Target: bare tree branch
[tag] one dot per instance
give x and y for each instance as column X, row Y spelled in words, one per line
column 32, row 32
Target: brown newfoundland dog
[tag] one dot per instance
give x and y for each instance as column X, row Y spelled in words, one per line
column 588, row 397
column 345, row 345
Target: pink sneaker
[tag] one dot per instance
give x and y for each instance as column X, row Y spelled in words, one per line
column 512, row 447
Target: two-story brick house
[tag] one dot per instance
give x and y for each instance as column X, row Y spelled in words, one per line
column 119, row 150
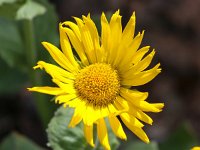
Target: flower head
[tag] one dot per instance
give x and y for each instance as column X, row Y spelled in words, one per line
column 102, row 80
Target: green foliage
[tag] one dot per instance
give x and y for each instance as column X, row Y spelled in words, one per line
column 139, row 145
column 61, row 137
column 16, row 141
column 26, row 11
column 14, row 52
column 182, row 139
column 11, row 47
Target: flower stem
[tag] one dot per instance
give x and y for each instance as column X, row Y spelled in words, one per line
column 31, row 57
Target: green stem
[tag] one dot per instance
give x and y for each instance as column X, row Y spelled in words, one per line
column 31, row 56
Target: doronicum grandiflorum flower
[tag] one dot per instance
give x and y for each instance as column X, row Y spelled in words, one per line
column 101, row 81
column 196, row 148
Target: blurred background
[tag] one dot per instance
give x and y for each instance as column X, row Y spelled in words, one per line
column 171, row 27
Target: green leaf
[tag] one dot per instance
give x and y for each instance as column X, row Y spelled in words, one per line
column 7, row 1
column 8, row 8
column 182, row 139
column 15, row 141
column 139, row 145
column 11, row 47
column 61, row 137
column 11, row 79
column 30, row 10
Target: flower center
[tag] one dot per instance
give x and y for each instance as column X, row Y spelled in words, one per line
column 98, row 84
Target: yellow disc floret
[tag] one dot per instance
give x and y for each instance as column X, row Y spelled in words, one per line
column 98, row 84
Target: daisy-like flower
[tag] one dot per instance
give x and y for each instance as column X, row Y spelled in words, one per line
column 101, row 81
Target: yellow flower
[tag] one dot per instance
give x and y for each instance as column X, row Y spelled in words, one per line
column 99, row 79
column 195, row 148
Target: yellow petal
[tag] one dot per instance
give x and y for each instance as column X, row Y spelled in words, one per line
column 74, row 28
column 130, row 52
column 102, row 134
column 66, row 46
column 91, row 115
column 144, row 63
column 117, row 127
column 65, row 98
column 132, row 79
column 68, row 88
column 136, row 130
column 129, row 30
column 88, row 44
column 59, row 57
column 131, row 120
column 126, row 40
column 47, row 90
column 105, row 34
column 140, row 54
column 78, row 46
column 78, row 115
column 94, row 35
column 116, row 35
column 56, row 72
column 88, row 131
column 133, row 110
column 140, row 103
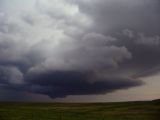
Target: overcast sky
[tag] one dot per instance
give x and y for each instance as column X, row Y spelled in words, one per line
column 79, row 50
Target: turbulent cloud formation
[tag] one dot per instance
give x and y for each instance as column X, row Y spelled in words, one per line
column 78, row 47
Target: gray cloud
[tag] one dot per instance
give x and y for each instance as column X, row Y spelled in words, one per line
column 67, row 47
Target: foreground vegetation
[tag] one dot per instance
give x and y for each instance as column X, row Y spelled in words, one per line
column 97, row 111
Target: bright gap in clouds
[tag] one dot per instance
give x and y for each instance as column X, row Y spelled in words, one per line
column 66, row 47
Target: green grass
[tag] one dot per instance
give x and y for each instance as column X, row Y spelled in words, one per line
column 97, row 111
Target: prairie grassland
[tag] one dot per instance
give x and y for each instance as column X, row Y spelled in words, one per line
column 78, row 111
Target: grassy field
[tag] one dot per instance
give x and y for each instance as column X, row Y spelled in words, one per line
column 97, row 111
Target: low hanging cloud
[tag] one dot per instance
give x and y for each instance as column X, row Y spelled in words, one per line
column 66, row 47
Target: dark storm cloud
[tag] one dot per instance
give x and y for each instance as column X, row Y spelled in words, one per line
column 82, row 47
column 63, row 83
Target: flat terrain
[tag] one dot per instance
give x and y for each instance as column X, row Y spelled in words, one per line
column 66, row 111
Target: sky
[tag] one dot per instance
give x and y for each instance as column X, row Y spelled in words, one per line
column 79, row 50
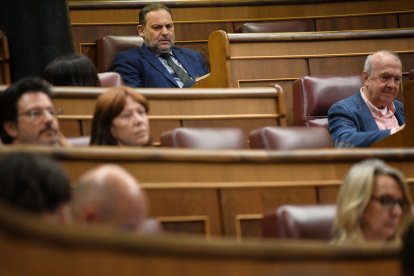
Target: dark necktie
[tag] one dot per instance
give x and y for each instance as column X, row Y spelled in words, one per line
column 185, row 78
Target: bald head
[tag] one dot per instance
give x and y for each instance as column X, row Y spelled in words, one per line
column 109, row 195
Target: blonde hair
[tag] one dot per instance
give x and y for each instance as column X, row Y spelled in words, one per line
column 355, row 195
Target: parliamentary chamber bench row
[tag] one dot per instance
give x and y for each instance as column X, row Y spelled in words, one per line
column 226, row 192
column 66, row 250
column 266, row 59
column 246, row 108
column 195, row 20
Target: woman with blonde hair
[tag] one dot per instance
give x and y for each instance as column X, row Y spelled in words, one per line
column 120, row 118
column 373, row 205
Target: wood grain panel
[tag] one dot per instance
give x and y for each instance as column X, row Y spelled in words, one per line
column 237, row 202
column 406, row 20
column 187, row 210
column 366, row 22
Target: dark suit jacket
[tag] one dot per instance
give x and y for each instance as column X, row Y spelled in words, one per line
column 140, row 67
column 351, row 123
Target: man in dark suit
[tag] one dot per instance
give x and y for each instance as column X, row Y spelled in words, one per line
column 158, row 63
column 372, row 114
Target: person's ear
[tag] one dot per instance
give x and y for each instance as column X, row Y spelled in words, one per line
column 11, row 128
column 140, row 29
column 89, row 215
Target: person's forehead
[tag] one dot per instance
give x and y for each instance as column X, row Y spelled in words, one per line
column 386, row 61
column 34, row 99
column 385, row 183
column 159, row 17
column 132, row 103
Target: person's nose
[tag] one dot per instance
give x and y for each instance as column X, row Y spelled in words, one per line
column 164, row 30
column 47, row 116
column 138, row 118
column 392, row 83
column 396, row 210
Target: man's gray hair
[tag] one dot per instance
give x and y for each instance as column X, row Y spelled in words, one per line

====================

§ THE PROBLEM
Write out every entry again word for word, without any of the pictures.

§ REPLY TO THE EXERCISE
Target: bare tree branch
[tag] one dot per instance
give x and y for each instance as column X, row Y spelled in words, one per line
column 32, row 32
Target: brown newfoundland dog
[tag] one dot per instance
give x and y for each instance as column X, row Y spelled in words, one per line
column 588, row 397
column 345, row 345
Target: pink sneaker
[tag] one dot per instance
give x and y for each instance as column X, row Y spelled in words, one per line
column 512, row 447
Target: two-story brick house
[tag] one dot per instance
give x and y for each instance as column X, row Y spelled in words, one per line
column 119, row 150
Target: flower head
[tag] one dot per instance
give x and y for each instance as column X, row Y spelled in words, one per line
column 102, row 80
Target: green foliage
[tag] one dot per instance
give x and y for each instance as column X, row Y spelled in words, one per line
column 139, row 145
column 61, row 137
column 16, row 141
column 26, row 11
column 14, row 52
column 182, row 139
column 11, row 47
Target: flower stem
[tag] one dot per instance
give x and y for each instance as column X, row Y spelled in words, one per line
column 31, row 57
Target: green stem
[tag] one dot per instance
give x and y for each instance as column X, row Y spelled in words, one per line
column 31, row 56
Target: doronicum grandiflorum flower
[tag] one dot per instance
give x and y for each instance as column X, row Y spelled in words, one per line
column 101, row 81
column 196, row 148
Target: blurred background
[tag] one dot per instance
give x and y for each instance as column X, row Y spelled in words, one per line
column 171, row 27
Target: green leaf
[tag] one dot per instance
give x and y for each instance as column X, row Y spelled in words, one per line
column 7, row 1
column 8, row 8
column 182, row 139
column 15, row 141
column 139, row 145
column 11, row 47
column 61, row 137
column 11, row 79
column 30, row 10
Target: flower center
[tag] one dot per instance
give x and y for each instance as column X, row Y spelled in words, one per line
column 98, row 84
Target: yellow disc floret
[tag] one dot per instance
give x and y for each instance as column X, row Y spelled in words, one per line
column 98, row 84
Target: daisy-like flower
[tag] one dot per instance
give x and y for each instance as column X, row Y spelled in words, one per line
column 101, row 81
Target: yellow flower
[tag] one dot per instance
give x and y for each instance as column X, row Y spelled in words, one per line
column 99, row 79
column 195, row 148
Target: yellow petal
[tag] one dot per instance
give x and y for each instance as column X, row Y spelled in words, one per line
column 74, row 28
column 130, row 52
column 102, row 134
column 66, row 46
column 91, row 115
column 144, row 63
column 117, row 127
column 65, row 98
column 132, row 79
column 68, row 88
column 136, row 130
column 129, row 30
column 88, row 44
column 59, row 57
column 131, row 120
column 126, row 40
column 47, row 90
column 105, row 34
column 140, row 54
column 78, row 46
column 78, row 115
column 94, row 35
column 116, row 35
column 56, row 72
column 88, row 131
column 133, row 110
column 140, row 103
Target: overcast sky
[tag] one dot per instance
give x and y for each instance as column X, row Y spelled in words, one per line
column 79, row 50
Target: turbulent cloud formation
[tag] one dot per instance
give x and y for each instance as column X, row Y spelled in words, one per line
column 78, row 47
Target: gray cloud
[tag] one dot per instance
give x and y for each instance as column X, row Y spelled in words, one per line
column 67, row 47
Target: foreground vegetation
[tag] one dot per instance
give x and y for each instance as column X, row Y spelled in words, one per line
column 97, row 111
Target: bright gap in clouds
[tag] one dot per instance
give x and y for each instance as column X, row Y spelled in words, one per line
column 66, row 47
Target: green grass
[tag] one dot per instance
give x and y for each instance as column X, row Y spelled in words, one per line
column 97, row 111
Target: prairie grassland
[tag] one dot per instance
give x and y for each instance as column X, row Y spelled in words, one per line
column 78, row 111
Target: grassy field
[tag] one dot per instance
give x and y for each instance as column X, row Y spelled in words, one per line
column 97, row 111
Target: low hanging cloud
[tag] one dot per instance
give x and y for each instance as column X, row Y spelled in words, one per line
column 66, row 47
Target: dark storm cloud
[tag] one dot per instance
give x and y for each instance as column X, row Y spelled in words, one per line
column 82, row 47
column 63, row 83
Target: flat terrain
[tag] one dot per instance
give x and y for each instance as column X, row Y spelled in words, one per line
column 66, row 111
Target: sky
[tag] one dot per instance
give x and y for each instance as column X, row Y spelled in words, one per line
column 79, row 50
Target: dark necktie
[tag] one dot per instance
give x and y for each instance as column X, row Y spelled in words, one per line
column 185, row 78
Target: bald head
[tag] one dot per instance
give x and y for each instance as column X, row Y spelled in words, one per line
column 109, row 195
Target: blonde hair
[tag] one dot per instance
give x and y for each instance as column X, row Y spelled in words, one per line
column 355, row 195
Target: parliamentary chamber bench row
[tag] one dot per instance
give x and y for each instance as column X, row Y spelled in words, one per line
column 226, row 192
column 66, row 250
column 266, row 59
column 246, row 108
column 195, row 20
Target: woman with blonde hair
[tag] one dot per instance
give x and y for each instance as column X, row Y spelled in words, one per line
column 120, row 118
column 373, row 205
Target: wood grain panel
[tag] one dot per instance
give x and y for each instance as column X, row Y spelled in words, one per line
column 237, row 202
column 406, row 20
column 187, row 210
column 366, row 22
Target: dark suit jacket
[tag] one dot per instance
give x and y for each instance as column X, row Y spelled in words, one per line
column 140, row 67
column 351, row 123
Target: man in dark suit
[tag] one dot per instance
give x and y for each instance as column X, row Y spelled in words, one per line
column 158, row 63
column 372, row 114
Target: person's ear
[tag] one dot per instance
give x and y for each instance as column X, row Y spelled in words, one per line
column 11, row 128
column 140, row 29
column 89, row 215
Target: person's forehead
[tag] one dot per instance
give x and y for each instance as column X, row Y spelled in words, one per line
column 386, row 61
column 34, row 99
column 385, row 183
column 159, row 17
column 132, row 103
Target: person's nose
[tag] one dot per instance
give x and y for each instance as column X, row Y spelled in words, one per line
column 164, row 30
column 47, row 116
column 138, row 118
column 392, row 83
column 396, row 210
Target: man's gray hair
[tag] one dot per instance
give x and y for each instance as column X, row Y spelled in words, one per line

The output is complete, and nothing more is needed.